> **Referring expression pointing data**:
────────────────────

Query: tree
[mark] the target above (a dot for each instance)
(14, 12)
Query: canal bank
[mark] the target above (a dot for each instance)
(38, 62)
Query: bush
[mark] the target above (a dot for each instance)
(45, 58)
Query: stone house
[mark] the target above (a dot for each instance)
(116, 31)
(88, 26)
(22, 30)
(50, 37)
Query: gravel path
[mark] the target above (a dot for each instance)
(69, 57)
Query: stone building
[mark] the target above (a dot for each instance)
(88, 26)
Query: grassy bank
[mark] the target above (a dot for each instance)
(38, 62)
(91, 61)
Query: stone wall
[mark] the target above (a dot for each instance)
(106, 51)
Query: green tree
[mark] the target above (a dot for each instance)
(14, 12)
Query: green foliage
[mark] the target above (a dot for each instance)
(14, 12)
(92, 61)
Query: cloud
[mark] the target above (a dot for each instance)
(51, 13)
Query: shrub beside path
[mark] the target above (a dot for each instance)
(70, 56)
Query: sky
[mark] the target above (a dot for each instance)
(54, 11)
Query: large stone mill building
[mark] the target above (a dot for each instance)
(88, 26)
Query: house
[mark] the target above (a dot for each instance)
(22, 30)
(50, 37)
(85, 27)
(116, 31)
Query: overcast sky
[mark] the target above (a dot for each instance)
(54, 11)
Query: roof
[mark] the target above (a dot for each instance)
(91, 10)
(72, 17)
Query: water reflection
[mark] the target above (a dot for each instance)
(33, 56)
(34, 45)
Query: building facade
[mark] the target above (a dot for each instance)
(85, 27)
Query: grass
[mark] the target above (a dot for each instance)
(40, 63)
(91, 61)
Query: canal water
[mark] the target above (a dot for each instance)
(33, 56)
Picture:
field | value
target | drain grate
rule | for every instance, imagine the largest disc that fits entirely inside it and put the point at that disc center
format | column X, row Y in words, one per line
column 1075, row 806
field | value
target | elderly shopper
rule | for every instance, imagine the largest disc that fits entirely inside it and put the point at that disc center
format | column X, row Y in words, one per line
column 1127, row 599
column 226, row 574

────────────────────

> **What you have to do**: Could you set down, word for word, only the lines above from the line with "Query: gravel path" to the line with "Query: green tree", including both?

> **Problem solution**:
Query: gravel path
[mark] the target above (a dot for each instance)
(69, 57)
Query: stone building
[mark] the target above (a dot for each instance)
(88, 26)
Query: grassy bank
[mark] the target above (a dot for each instance)
(38, 62)
(91, 61)
Query: stone wall
[mark] the target above (a dot for each instance)
(106, 51)
Query: green tree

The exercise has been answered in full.